EXERCISE DETAILS:
Switch "drainpipe" to "downpipe" in the rows starting with the line that contains "Could you please point to the upstairs" and going on through the line that contains "column 1290, row 224". Write out only those lines again, with everything else left unchanged.

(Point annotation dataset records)
------------------------

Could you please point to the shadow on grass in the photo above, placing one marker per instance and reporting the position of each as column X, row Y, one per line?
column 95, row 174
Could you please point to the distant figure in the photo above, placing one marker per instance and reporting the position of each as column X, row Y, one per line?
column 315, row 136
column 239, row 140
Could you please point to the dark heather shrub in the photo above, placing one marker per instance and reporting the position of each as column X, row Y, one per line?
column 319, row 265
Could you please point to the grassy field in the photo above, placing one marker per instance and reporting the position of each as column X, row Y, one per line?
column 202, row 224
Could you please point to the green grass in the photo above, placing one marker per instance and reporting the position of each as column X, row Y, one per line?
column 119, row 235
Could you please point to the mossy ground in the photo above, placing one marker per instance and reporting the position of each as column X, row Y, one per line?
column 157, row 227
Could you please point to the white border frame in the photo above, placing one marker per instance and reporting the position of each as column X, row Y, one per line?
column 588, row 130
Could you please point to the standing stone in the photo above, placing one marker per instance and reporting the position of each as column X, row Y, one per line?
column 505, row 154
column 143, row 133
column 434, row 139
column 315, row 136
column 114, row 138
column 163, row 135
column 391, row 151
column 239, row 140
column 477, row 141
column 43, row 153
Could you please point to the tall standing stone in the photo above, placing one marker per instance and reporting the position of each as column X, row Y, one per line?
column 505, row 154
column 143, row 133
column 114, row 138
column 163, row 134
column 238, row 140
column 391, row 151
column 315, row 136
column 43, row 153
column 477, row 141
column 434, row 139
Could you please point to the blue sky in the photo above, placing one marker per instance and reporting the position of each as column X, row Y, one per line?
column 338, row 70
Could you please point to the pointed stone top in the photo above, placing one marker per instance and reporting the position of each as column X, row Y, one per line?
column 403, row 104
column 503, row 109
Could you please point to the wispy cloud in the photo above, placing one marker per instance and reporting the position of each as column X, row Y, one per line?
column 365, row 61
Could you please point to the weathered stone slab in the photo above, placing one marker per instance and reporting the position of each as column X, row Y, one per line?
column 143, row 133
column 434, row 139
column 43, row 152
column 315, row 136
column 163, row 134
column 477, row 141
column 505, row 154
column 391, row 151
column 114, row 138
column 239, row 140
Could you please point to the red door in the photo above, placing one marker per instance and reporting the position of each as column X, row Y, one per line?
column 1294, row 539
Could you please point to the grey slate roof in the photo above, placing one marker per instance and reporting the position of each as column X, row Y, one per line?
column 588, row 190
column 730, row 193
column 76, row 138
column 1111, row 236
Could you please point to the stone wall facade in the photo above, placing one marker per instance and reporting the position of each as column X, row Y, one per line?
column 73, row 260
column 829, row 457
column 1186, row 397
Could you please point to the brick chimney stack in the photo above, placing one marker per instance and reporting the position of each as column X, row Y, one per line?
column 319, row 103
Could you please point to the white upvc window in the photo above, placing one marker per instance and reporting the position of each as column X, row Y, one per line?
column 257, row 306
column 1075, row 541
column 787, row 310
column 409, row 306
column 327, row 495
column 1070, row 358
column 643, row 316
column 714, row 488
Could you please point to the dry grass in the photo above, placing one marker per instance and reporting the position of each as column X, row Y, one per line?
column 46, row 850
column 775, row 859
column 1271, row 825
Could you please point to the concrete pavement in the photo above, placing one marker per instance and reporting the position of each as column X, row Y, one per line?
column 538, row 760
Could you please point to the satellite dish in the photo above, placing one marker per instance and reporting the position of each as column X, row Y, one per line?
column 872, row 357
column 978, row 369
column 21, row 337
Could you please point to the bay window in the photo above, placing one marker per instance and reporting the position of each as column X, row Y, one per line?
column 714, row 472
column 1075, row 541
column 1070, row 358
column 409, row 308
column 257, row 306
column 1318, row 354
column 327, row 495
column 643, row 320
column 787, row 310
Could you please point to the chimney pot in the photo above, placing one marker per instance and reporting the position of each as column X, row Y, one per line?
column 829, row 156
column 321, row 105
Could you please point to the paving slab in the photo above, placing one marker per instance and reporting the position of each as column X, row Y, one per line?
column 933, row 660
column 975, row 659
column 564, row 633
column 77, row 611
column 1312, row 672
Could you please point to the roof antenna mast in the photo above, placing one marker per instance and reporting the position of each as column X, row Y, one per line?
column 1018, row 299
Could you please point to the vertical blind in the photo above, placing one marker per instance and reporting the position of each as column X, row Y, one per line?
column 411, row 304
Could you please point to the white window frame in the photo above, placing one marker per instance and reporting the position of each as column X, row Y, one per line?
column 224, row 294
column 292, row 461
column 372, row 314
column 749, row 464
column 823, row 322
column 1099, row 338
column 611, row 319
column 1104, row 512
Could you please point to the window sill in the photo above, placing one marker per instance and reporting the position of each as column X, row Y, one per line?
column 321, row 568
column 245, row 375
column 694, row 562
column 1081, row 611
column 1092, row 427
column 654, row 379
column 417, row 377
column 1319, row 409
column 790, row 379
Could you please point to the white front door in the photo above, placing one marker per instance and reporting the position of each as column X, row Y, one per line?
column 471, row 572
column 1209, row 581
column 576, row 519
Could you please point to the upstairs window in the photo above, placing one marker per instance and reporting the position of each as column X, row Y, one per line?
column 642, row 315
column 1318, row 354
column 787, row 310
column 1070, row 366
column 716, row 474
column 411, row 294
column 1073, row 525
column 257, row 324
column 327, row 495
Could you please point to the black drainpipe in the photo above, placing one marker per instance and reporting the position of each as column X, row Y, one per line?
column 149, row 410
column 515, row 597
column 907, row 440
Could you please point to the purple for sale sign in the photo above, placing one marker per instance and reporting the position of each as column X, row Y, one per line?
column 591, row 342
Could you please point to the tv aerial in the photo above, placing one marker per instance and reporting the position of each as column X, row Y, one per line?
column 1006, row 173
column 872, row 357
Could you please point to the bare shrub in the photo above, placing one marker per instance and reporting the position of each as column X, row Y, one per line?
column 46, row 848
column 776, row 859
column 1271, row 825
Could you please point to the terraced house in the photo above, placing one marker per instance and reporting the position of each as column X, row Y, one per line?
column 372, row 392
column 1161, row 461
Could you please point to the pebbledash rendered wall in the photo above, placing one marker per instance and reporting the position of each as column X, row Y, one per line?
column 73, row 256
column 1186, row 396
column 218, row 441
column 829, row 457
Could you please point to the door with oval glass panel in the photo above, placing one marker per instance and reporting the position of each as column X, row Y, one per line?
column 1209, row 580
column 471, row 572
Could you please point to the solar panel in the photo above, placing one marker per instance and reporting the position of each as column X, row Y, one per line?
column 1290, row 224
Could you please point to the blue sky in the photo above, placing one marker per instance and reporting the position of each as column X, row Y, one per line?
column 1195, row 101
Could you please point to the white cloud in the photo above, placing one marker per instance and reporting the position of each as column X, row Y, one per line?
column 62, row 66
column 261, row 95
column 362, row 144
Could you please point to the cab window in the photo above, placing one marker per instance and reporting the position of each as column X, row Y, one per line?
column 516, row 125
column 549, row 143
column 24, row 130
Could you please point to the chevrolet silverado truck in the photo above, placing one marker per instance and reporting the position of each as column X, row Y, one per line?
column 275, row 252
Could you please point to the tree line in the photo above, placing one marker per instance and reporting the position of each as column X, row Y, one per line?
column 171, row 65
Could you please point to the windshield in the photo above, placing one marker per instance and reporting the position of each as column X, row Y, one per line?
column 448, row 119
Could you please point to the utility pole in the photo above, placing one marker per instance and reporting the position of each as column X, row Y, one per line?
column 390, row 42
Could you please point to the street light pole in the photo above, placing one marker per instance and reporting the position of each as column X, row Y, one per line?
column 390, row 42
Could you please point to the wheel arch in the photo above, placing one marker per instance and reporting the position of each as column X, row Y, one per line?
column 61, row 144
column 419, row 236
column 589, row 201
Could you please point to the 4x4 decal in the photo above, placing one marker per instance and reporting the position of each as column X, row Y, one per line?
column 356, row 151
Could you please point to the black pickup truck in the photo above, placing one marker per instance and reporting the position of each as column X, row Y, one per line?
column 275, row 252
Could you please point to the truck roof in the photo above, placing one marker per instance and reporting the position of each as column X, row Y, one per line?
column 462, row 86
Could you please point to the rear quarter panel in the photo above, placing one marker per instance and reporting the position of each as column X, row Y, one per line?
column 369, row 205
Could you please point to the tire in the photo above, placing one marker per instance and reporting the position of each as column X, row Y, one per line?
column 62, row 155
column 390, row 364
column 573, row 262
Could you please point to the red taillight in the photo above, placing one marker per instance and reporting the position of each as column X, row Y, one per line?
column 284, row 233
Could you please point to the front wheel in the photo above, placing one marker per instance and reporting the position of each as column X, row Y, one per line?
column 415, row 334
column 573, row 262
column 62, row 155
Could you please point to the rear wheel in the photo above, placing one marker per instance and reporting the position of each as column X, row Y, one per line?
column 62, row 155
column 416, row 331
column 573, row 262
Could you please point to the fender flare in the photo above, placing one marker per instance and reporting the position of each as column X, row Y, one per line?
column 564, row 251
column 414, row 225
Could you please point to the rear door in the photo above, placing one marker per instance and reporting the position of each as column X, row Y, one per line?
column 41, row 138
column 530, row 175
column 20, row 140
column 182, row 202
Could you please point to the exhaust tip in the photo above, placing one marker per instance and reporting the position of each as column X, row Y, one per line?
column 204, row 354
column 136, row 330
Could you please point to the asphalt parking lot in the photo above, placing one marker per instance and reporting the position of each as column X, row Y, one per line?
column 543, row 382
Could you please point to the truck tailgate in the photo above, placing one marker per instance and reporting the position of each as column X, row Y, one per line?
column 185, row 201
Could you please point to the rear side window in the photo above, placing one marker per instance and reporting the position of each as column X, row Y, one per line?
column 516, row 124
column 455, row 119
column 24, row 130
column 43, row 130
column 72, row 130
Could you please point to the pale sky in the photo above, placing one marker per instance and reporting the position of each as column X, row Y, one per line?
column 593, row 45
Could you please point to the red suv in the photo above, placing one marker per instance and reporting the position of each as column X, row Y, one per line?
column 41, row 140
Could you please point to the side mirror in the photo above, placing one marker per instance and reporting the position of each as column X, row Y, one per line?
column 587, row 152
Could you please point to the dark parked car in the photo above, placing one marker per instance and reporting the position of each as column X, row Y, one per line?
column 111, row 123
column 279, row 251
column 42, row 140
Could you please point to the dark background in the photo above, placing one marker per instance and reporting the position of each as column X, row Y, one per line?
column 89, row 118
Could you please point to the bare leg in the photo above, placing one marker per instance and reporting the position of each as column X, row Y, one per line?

------------------------

EXPECTED ANSWER:
Could you please point to the upstairs window in the photo above, placing one marker per instance and reporting the position of each as column X, row Y, one per line?
column 642, row 315
column 1318, row 354
column 787, row 310
column 1070, row 366
column 716, row 474
column 411, row 294
column 1073, row 525
column 257, row 324
column 327, row 495
Could you please point to the black downpipe in the photo above, placing one marker per instance and reporting the position of each as column X, row Y, one per line?
column 149, row 410
column 515, row 597
column 907, row 440
Could you please point to the purple for sale sign in the photo above, placing one marker per instance and reporting the position of each as column X, row Y, one per line?
column 591, row 342
Could you please point to the tv aerial in the photo above, placing one marker per instance and reporting the position of each as column X, row Y, one per line?
column 1006, row 173
column 872, row 357
Could you please point to the bare shrub in the photo above, placing one marker per instance and reporting the position of each as column X, row Y, one per line?
column 46, row 848
column 776, row 859
column 1271, row 825
Could you please point to the terraced house in the photo above, placing one marker per instance and reporting the position of each as column X, row Y, one per line?
column 372, row 392
column 1161, row 461
Could you please point to the pebbledash rendered wall in the photo above, placing one marker per instance and reporting the position of each as column X, row Y, one per line?
column 73, row 256
column 1186, row 396
column 218, row 441
column 829, row 457
Could you please point to the door with oval glass panel in the photo above, placing one marker per instance and reporting the position of each as column X, row Y, one per line?
column 1209, row 580
column 471, row 572
Could you please point to the solar panel in the photo above, placing one marker per instance and reporting the position of each as column X, row Y, one per line?
column 1290, row 224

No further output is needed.